-- START OF RECORDS --
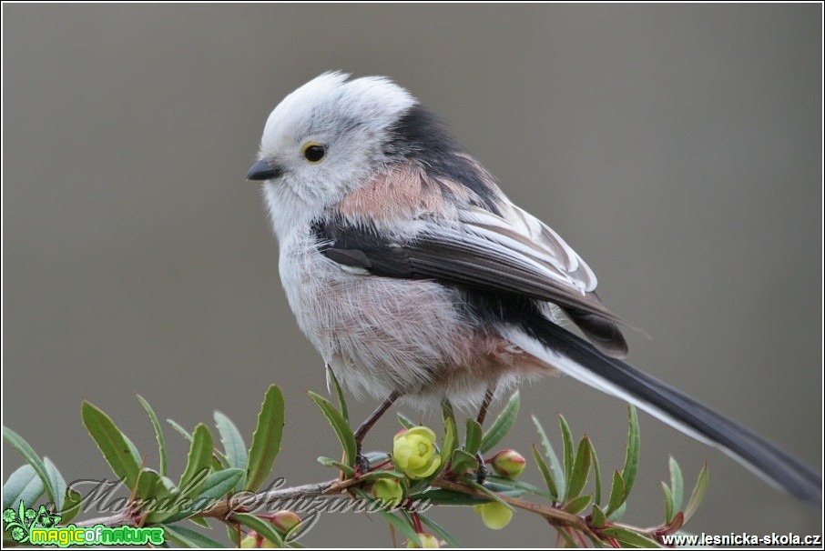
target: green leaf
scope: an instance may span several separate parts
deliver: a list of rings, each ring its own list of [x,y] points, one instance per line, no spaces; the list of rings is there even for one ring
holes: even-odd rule
[[[244,471],[237,468],[228,468],[217,473],[210,473],[203,484],[200,485],[200,493],[194,501],[207,502],[220,499],[232,491],[238,481],[243,478]]]
[[[471,456],[463,449],[457,449],[453,452],[453,457],[450,459],[450,470],[455,475],[462,476],[467,471],[478,468],[478,459],[475,456]]]
[[[613,471],[613,485],[610,486],[610,498],[607,501],[605,514],[610,516],[623,503],[625,503],[625,481],[622,479],[621,473],[615,470]]]
[[[434,520],[424,516],[422,514],[418,515],[418,517],[421,519],[422,523],[424,524],[427,527],[433,530],[433,533],[441,540],[443,540],[447,544],[448,547],[454,547],[456,549],[461,548],[462,545],[458,543],[458,540],[455,539],[455,536],[450,534],[446,529],[438,525]]]
[[[487,503],[489,499],[469,496],[462,492],[453,492],[453,490],[444,490],[443,488],[434,488],[425,490],[418,494],[410,496],[412,501],[422,501],[440,506],[473,506],[480,503]]]
[[[676,459],[671,456],[667,464],[670,468],[670,493],[673,494],[673,512],[675,514],[682,510],[685,482],[682,478],[682,469],[679,468],[679,464],[676,462]]]
[[[275,385],[271,385],[264,395],[258,425],[252,435],[250,459],[243,486],[255,491],[263,484],[272,470],[272,464],[280,451],[280,438],[283,436],[284,404],[283,395]]]
[[[354,467],[355,457],[358,455],[358,446],[355,443],[355,435],[352,433],[352,428],[350,426],[350,424],[347,423],[346,419],[343,418],[341,413],[335,409],[335,406],[325,397],[317,395],[314,392],[310,392],[309,395],[310,397],[312,398],[312,401],[321,407],[321,411],[323,412],[327,421],[332,426],[332,430],[335,431],[335,435],[338,436],[339,441],[341,441],[341,446],[344,450],[344,463],[347,466]]]
[[[670,486],[662,483],[662,494],[665,496],[665,524],[669,525],[673,519],[673,492]]]
[[[57,497],[55,502],[55,510],[62,511],[63,500],[66,498],[66,479],[60,474],[60,471],[57,470],[57,466],[48,457],[43,458],[43,465],[46,466],[46,474],[48,475],[49,486]]]
[[[238,481],[243,478],[244,471],[241,469],[228,468],[216,473],[210,473],[200,485],[200,493],[189,503],[184,504],[180,511],[167,515],[162,520],[168,523],[177,522],[206,510],[216,501],[232,491]],[[158,522],[150,516],[152,522]],[[190,519],[194,520],[194,519]]]
[[[573,475],[573,463],[575,460],[573,448],[573,434],[570,432],[570,426],[562,414],[558,414],[558,426],[562,432],[562,442],[564,443],[565,456],[565,486],[570,485],[570,476]],[[566,496],[566,492],[565,493]]]
[[[575,548],[578,547],[576,543],[573,540],[573,536],[567,534],[567,531],[564,527],[556,527],[555,531],[558,532],[559,536],[565,540],[565,543],[568,547]]]
[[[216,411],[212,416],[215,419],[218,434],[220,435],[220,443],[223,445],[224,455],[227,456],[229,466],[245,471],[250,463],[250,456],[247,454],[247,445],[243,441],[243,436],[240,436],[240,431],[231,419],[219,411]]]
[[[178,547],[223,549],[226,544],[215,541],[200,532],[178,525],[163,525],[163,534]]]
[[[141,500],[155,497],[158,487],[162,490],[166,490],[160,482],[160,476],[158,474],[158,471],[147,467],[140,469],[140,472],[138,474],[138,482],[135,484],[135,486],[138,488],[136,494]]]
[[[350,412],[347,410],[347,402],[343,398],[343,392],[341,390],[341,385],[338,383],[338,377],[335,372],[327,365],[327,383],[332,383],[332,388],[335,390],[335,396],[338,396],[338,407],[341,411],[341,416],[344,418],[347,424],[350,423]],[[329,385],[327,385],[329,387]]]
[[[255,516],[254,515],[250,515],[249,513],[235,513],[232,515],[232,519],[237,520],[243,526],[248,528],[252,528],[260,536],[262,536],[270,542],[275,544],[276,547],[283,547],[283,537],[280,534],[275,531],[275,528],[272,527],[269,522],[261,520]]]
[[[535,430],[538,432],[539,438],[542,441],[542,446],[545,448],[545,455],[547,456],[547,459],[550,461],[553,479],[555,481],[555,486],[558,489],[557,495],[562,496],[565,495],[565,489],[566,488],[565,470],[562,468],[561,462],[558,460],[558,456],[556,456],[555,452],[553,450],[550,439],[547,437],[546,433],[545,433],[545,427],[542,426],[542,424],[535,416],[533,416],[533,424],[535,425]]]
[[[550,473],[550,469],[547,468],[547,464],[545,463],[544,457],[538,453],[535,444],[533,445],[533,459],[535,460],[535,465],[538,466],[538,470],[545,479],[545,484],[547,485],[547,491],[553,496],[553,501],[559,501],[555,481],[553,479],[553,475]]]
[[[46,486],[31,465],[25,464],[11,474],[3,485],[3,510],[23,503],[32,506],[43,496]]]
[[[603,536],[607,536],[608,537],[615,537],[620,544],[626,544],[626,546],[633,547],[659,547],[660,546],[650,539],[649,537],[645,537],[641,534],[628,530],[624,526],[610,526],[607,528],[602,528],[599,532]]]
[[[709,475],[708,474],[708,464],[706,463],[702,466],[702,470],[699,471],[698,478],[696,481],[696,486],[693,488],[693,492],[690,494],[690,499],[688,501],[688,506],[685,507],[685,523],[687,524],[690,517],[693,516],[693,514],[696,513],[696,510],[698,508],[699,504],[702,503],[702,497],[705,496],[705,490],[708,489],[708,480]]]
[[[571,515],[578,515],[590,505],[590,496],[579,496],[568,501],[565,505],[565,510],[570,513]]]
[[[140,465],[124,434],[107,415],[86,400],[83,401],[80,413],[83,424],[100,448],[112,472],[124,481],[127,487],[135,487]]]
[[[484,437],[482,439],[481,452],[486,454],[493,446],[502,441],[510,429],[513,428],[513,425],[515,423],[516,417],[518,417],[518,409],[521,406],[521,399],[519,398],[518,391],[513,393],[513,396],[510,396],[510,399],[507,401],[507,405],[504,406],[504,408],[502,410],[501,414],[495,418],[495,421],[490,426],[484,434]]]
[[[625,499],[630,496],[636,473],[639,465],[639,420],[636,407],[627,405],[627,418],[630,426],[627,431],[627,451],[625,456],[625,466],[622,468],[622,480],[625,482]]]
[[[138,401],[140,402],[140,405],[143,406],[146,413],[149,416],[149,421],[152,423],[152,427],[155,429],[155,439],[158,440],[158,453],[160,456],[158,472],[161,476],[165,476],[167,469],[166,439],[163,437],[163,429],[160,427],[160,421],[158,420],[158,416],[155,415],[155,410],[152,409],[149,403],[139,394],[137,396]]]
[[[596,484],[596,491],[593,496],[593,503],[597,506],[602,505],[602,471],[598,466],[598,457],[596,455],[596,447],[592,440],[587,440],[590,445],[590,456],[593,459],[593,478]]]
[[[540,487],[535,486],[532,484],[527,484],[526,482],[522,482],[521,480],[499,476],[498,475],[487,475],[487,482],[495,483],[509,488],[516,488],[527,494],[540,496],[545,499],[555,500],[555,496],[551,496],[547,490],[543,490]]]
[[[607,516],[598,504],[593,505],[593,513],[590,514],[590,524],[596,528],[603,528],[607,525]]]
[[[203,423],[199,423],[192,432],[192,442],[187,456],[186,468],[180,476],[178,487],[182,496],[195,496],[200,489],[212,459],[212,435]]]
[[[455,424],[455,413],[448,400],[442,402],[442,413],[444,417],[444,443],[442,449],[443,457],[452,457],[458,447],[458,426]]]
[[[410,430],[410,429],[412,428],[413,426],[417,426],[416,424],[413,423],[413,422],[412,422],[408,416],[406,416],[405,415],[399,413],[399,414],[395,414],[395,416],[398,417],[398,422],[401,423],[401,426],[402,426],[402,427],[406,428],[407,430]]]
[[[62,517],[60,522],[67,525],[80,512],[83,505],[83,496],[71,488],[66,488],[66,496],[63,500],[63,510],[59,515]]]
[[[482,427],[475,419],[467,419],[467,437],[464,441],[464,451],[474,456],[481,449]]]
[[[590,475],[590,439],[585,436],[575,452],[575,461],[573,464],[570,484],[567,486],[567,496],[565,497],[565,501],[571,501],[581,496],[585,485],[587,484],[587,476]]]
[[[331,457],[321,456],[320,457],[318,457],[318,462],[324,466],[334,466],[334,467],[340,469],[342,473],[344,473],[348,476],[355,476],[355,469],[353,469],[351,466],[348,466],[348,465],[344,465],[341,461],[335,461],[335,459],[332,459]]]
[[[209,521],[203,516],[189,516],[187,518],[188,521],[195,525],[196,526],[200,526],[201,528],[206,528],[207,530],[211,530],[212,526],[209,526]]]
[[[625,512],[627,510],[627,502],[622,503],[616,511],[607,516],[607,520],[612,522],[618,522],[622,519],[622,516],[625,516]]]

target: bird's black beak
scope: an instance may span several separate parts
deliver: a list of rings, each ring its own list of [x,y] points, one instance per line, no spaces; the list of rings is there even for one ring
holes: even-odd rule
[[[279,167],[272,167],[266,159],[260,159],[247,173],[247,180],[271,180],[283,174]]]

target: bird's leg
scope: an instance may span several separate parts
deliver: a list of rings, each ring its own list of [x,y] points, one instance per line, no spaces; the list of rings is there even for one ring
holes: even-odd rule
[[[494,387],[490,386],[487,388],[487,392],[484,393],[484,399],[482,401],[482,406],[478,410],[478,416],[475,417],[475,420],[482,426],[484,425],[484,419],[487,418],[487,408],[490,407],[490,403],[493,402],[493,395],[494,392]],[[475,454],[475,459],[478,461],[478,470],[475,471],[475,481],[479,484],[484,484],[484,480],[487,478],[487,466],[484,465],[484,458],[480,451]]]
[[[387,410],[390,409],[390,406],[392,406],[393,403],[395,403],[395,400],[400,397],[401,393],[393,391],[392,394],[390,395],[390,397],[384,400],[375,411],[370,414],[370,416],[367,417],[364,422],[361,424],[361,426],[358,427],[358,430],[355,431],[355,449],[357,451],[355,466],[358,467],[359,474],[366,475],[367,471],[370,469],[370,462],[367,461],[367,458],[361,453],[361,444],[363,442],[364,436],[367,436],[367,433],[370,432],[370,429],[372,428],[372,426],[375,425],[381,416],[387,413]]]

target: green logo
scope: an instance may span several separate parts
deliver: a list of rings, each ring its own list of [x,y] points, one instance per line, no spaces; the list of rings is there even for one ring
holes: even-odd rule
[[[15,511],[3,511],[4,532],[18,544],[32,546],[159,546],[164,543],[163,528],[109,527],[96,525],[78,527],[75,525],[58,526],[59,515],[53,515],[46,506],[36,511],[26,507],[23,501]]]

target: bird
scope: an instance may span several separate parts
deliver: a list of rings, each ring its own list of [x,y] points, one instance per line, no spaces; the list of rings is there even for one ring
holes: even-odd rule
[[[262,183],[300,330],[350,392],[382,400],[355,431],[362,459],[399,398],[477,406],[483,424],[504,389],[560,372],[821,506],[821,475],[625,363],[627,324],[593,270],[390,78],[328,72],[289,94],[247,180]]]

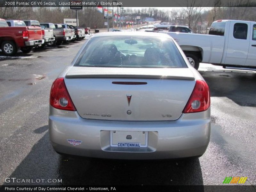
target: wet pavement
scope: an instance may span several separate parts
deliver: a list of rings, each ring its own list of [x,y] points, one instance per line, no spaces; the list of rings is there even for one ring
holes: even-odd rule
[[[12,58],[0,53],[0,184],[26,184],[5,182],[16,177],[45,180],[27,184],[218,185],[226,177],[244,176],[245,184],[255,185],[256,73],[207,64],[199,71],[210,87],[212,123],[202,157],[126,161],[55,152],[48,128],[51,86],[84,41]]]

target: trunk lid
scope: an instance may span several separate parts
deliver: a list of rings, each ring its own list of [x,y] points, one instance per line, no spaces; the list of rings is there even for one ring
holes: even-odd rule
[[[178,119],[196,83],[188,68],[85,67],[71,68],[65,82],[82,118],[124,121]]]

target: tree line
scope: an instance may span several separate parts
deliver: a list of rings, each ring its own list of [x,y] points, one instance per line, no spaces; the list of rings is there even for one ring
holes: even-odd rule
-- END OF RECORDS --
DIRECTIONS FOR THIS TASK
Can you rescale the lines starting at the one containing "target: trunk lid" and ending at the last line, writing all of them out again with their requests? Multiply every x and y coordinate in the answers by 2 and round to whole numbers, halves up.

SOLVED EXERCISE
target: trunk lid
scope: an instance may span several separate parts
deliver: a list of rings, each ring its own list of [x,y] points, one instance per line, no spaces; the list of rings is there even for one ring
holes: even-odd rule
[[[356,238],[392,166],[376,136],[170,134],[142,136],[130,164],[164,236],[248,242]]]

target: tree line
scope: an instance may span several separate parts
deliver: a list of rings, each ring its own list of [x,y] points, one instance per line, no spaces; the list of rings is there even for one ring
holes: even-odd rule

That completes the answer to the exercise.